__Requirement__
Copy every line of the records below, unchanged and in the same order.

Recorded data:

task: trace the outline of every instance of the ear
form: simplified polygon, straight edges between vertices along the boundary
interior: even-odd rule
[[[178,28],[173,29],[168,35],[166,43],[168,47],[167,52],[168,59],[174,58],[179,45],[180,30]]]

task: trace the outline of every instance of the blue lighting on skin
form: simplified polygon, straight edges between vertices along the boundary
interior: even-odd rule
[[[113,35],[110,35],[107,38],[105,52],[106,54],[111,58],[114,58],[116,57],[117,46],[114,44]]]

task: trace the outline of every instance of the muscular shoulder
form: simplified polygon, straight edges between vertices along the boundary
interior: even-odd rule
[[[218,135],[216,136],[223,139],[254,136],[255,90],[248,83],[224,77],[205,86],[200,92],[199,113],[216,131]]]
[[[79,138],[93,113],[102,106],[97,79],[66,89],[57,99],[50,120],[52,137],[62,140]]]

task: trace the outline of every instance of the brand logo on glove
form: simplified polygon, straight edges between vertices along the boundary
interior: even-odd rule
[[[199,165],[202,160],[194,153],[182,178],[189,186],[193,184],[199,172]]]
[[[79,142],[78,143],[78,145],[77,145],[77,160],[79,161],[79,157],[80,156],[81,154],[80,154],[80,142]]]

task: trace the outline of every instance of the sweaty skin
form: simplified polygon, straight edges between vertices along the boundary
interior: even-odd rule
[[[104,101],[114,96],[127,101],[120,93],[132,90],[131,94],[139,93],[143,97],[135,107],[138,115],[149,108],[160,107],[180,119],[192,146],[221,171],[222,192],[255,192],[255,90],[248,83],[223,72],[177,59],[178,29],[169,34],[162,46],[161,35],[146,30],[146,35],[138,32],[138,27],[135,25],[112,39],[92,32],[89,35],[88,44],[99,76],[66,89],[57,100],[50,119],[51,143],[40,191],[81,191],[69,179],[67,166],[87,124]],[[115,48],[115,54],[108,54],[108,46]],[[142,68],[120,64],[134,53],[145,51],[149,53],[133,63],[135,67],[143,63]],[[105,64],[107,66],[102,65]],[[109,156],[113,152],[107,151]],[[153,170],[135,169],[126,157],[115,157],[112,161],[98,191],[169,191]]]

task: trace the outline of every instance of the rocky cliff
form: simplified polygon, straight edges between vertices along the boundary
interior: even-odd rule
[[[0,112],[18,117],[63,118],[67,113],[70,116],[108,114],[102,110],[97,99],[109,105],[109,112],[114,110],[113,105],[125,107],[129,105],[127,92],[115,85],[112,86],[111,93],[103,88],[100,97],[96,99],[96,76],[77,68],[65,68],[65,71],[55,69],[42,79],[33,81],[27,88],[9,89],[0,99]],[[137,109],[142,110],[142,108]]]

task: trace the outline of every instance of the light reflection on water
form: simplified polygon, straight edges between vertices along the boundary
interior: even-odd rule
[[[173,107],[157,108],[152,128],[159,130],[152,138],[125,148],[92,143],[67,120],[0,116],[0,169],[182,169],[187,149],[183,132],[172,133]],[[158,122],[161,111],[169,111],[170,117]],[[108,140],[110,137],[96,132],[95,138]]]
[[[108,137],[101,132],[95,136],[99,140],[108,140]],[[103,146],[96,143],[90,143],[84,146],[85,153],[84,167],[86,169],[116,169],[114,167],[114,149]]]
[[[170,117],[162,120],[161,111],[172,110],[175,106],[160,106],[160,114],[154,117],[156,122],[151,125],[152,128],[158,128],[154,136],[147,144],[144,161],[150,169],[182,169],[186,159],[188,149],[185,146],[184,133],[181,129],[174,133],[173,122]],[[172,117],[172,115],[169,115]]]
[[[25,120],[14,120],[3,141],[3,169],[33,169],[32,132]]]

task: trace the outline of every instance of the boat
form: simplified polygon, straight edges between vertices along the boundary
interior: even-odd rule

__Reply__
task: trace the outline of every instance of the ear
form: simplified polygon, straight edges between vertices along the boundary
interior: even-odd rule
[[[178,28],[173,29],[168,35],[166,43],[168,47],[167,52],[168,59],[174,58],[179,45],[180,30]]]

task: trace the outline of every instance of the blue lighting on skin
form: simplified polygon, straight edges between vertices along the boundary
interior: even-odd rule
[[[113,35],[110,35],[107,38],[105,52],[106,54],[111,58],[114,58],[116,57],[117,46],[114,44]]]

task: trace the outline of every instance of the muscular shoulder
form: simplified polygon, straight edges between vertices along the boundary
interior: even-odd rule
[[[218,135],[216,136],[223,139],[254,136],[255,90],[248,83],[224,77],[205,86],[200,92],[199,113],[216,131]]]
[[[79,138],[93,113],[102,106],[97,79],[66,89],[57,99],[50,120],[52,137],[62,140]]]

task: trace the outline of every instance of the brand logo on glove
form: simplified polygon, straight edges between vertices along the boundary
interior: even-odd rule
[[[199,165],[202,160],[194,153],[182,178],[189,186],[193,184],[199,172]]]
[[[79,142],[78,143],[78,145],[77,145],[77,160],[79,161],[79,157],[80,156],[81,154],[80,154],[80,142]]]

task: trace the outline of every instance of the sweaty skin
form: simplified polygon, straight edges between vertices along the boundary
interior: even-odd rule
[[[104,101],[114,96],[127,101],[120,93],[132,90],[131,94],[139,93],[143,97],[135,107],[138,115],[149,108],[160,107],[180,119],[192,146],[221,171],[222,192],[255,192],[255,90],[248,83],[223,72],[177,59],[178,29],[169,34],[162,46],[161,35],[146,30],[146,35],[138,32],[138,27],[135,25],[112,39],[92,32],[89,35],[88,44],[99,76],[66,89],[57,100],[50,119],[51,143],[40,191],[81,191],[69,179],[67,166],[87,124]],[[115,48],[115,54],[108,54],[108,46]],[[142,68],[120,64],[134,53],[145,51],[149,53],[133,63],[135,67],[143,63]],[[105,64],[107,66],[102,65]],[[109,156],[113,152],[107,151]],[[153,170],[135,169],[126,157],[115,157],[112,161],[98,191],[169,191]]]

task: trace the outline of every instance of the rocky cliff
form: simplified polygon, straight edges between vertices along the boundary
interior: even-odd rule
[[[0,112],[18,117],[63,118],[67,113],[70,116],[108,114],[102,110],[97,99],[109,105],[109,112],[114,110],[113,105],[125,107],[129,105],[127,92],[115,85],[112,86],[111,93],[103,88],[100,97],[96,99],[96,76],[77,68],[65,68],[65,71],[55,69],[42,79],[33,81],[27,88],[9,89],[0,99]],[[137,109],[142,110],[142,108]]]

task: trace the outline of every instance of the light reflection on water
form: simplified polygon, straight edges between vertices along the boundary
interior: even-odd rule
[[[173,107],[157,108],[152,128],[159,130],[152,138],[125,148],[92,143],[67,120],[0,116],[0,169],[182,169],[187,149],[183,132],[172,133]],[[158,122],[161,111],[169,111],[170,117]],[[108,140],[110,137],[96,132],[95,138]]]
[[[108,137],[101,132],[95,136],[99,140],[108,140]],[[103,146],[96,143],[90,143],[84,146],[85,153],[84,167],[86,169],[116,169],[114,167],[114,149]]]
[[[170,117],[162,120],[161,111],[172,110],[175,106],[160,106],[160,114],[154,117],[156,122],[151,125],[152,128],[158,128],[154,136],[147,144],[144,161],[150,169],[182,169],[186,159],[188,149],[185,146],[184,133],[181,129],[174,133],[173,122]],[[172,117],[172,115],[169,115]]]
[[[25,120],[14,120],[3,141],[3,169],[33,169],[32,132]]]

task: trace the outline of every instance of the boat
form: simplified polygon, straight edges between vertices along the boundary
interior: even-odd rule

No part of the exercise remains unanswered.